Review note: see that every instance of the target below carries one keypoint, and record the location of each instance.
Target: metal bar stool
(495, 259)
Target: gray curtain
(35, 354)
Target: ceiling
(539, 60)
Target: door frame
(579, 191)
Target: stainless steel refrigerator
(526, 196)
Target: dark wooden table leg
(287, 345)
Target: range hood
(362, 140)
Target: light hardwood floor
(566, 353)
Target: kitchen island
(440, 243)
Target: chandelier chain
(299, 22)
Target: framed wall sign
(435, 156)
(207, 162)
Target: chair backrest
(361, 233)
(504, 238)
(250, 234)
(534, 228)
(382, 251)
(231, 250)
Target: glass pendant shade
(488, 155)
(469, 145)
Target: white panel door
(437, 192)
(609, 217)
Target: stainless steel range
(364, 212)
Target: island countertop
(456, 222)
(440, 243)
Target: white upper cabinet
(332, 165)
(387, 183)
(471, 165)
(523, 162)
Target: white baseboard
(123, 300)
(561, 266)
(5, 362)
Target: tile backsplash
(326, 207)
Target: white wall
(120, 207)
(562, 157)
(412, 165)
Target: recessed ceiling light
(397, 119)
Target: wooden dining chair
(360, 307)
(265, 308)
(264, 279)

What you have to do:
Rewrite all the records above, replacing "stainless steel" with "brushed nickel" and leaving everything else unchanged.

Right answer:
Review note: see that every instance of the target below carries one keypoint, and record the location of each instance.
Target: metal bar stool
(495, 259)
Target: gray curtain
(35, 354)
Target: ceiling
(539, 60)
Target: door frame
(579, 191)
Target: brushed nickel refrigerator
(526, 196)
Target: dark wooden table leg
(287, 345)
Target: range hood
(362, 140)
Target: light hardwood floor
(566, 353)
Target: kitchen island
(440, 243)
Target: chandelier chain
(299, 22)
Target: framed wall sign
(435, 156)
(207, 162)
Target: chair backrest
(361, 233)
(504, 238)
(250, 234)
(534, 228)
(382, 251)
(231, 250)
Target: glass pendant shade
(488, 155)
(469, 145)
Target: white panel door
(437, 192)
(609, 217)
Target: brushed nickel range
(364, 212)
Target: island countertop
(456, 222)
(440, 243)
Target: white upper cabinet
(332, 165)
(387, 183)
(471, 165)
(523, 162)
Target: white baseboard
(123, 300)
(561, 266)
(5, 362)
Target: tile backsplash
(326, 207)
Target: white wall
(120, 207)
(562, 157)
(412, 165)
Target: recessed ceiling light
(397, 119)
Target: wooden dining chair
(360, 307)
(265, 308)
(264, 279)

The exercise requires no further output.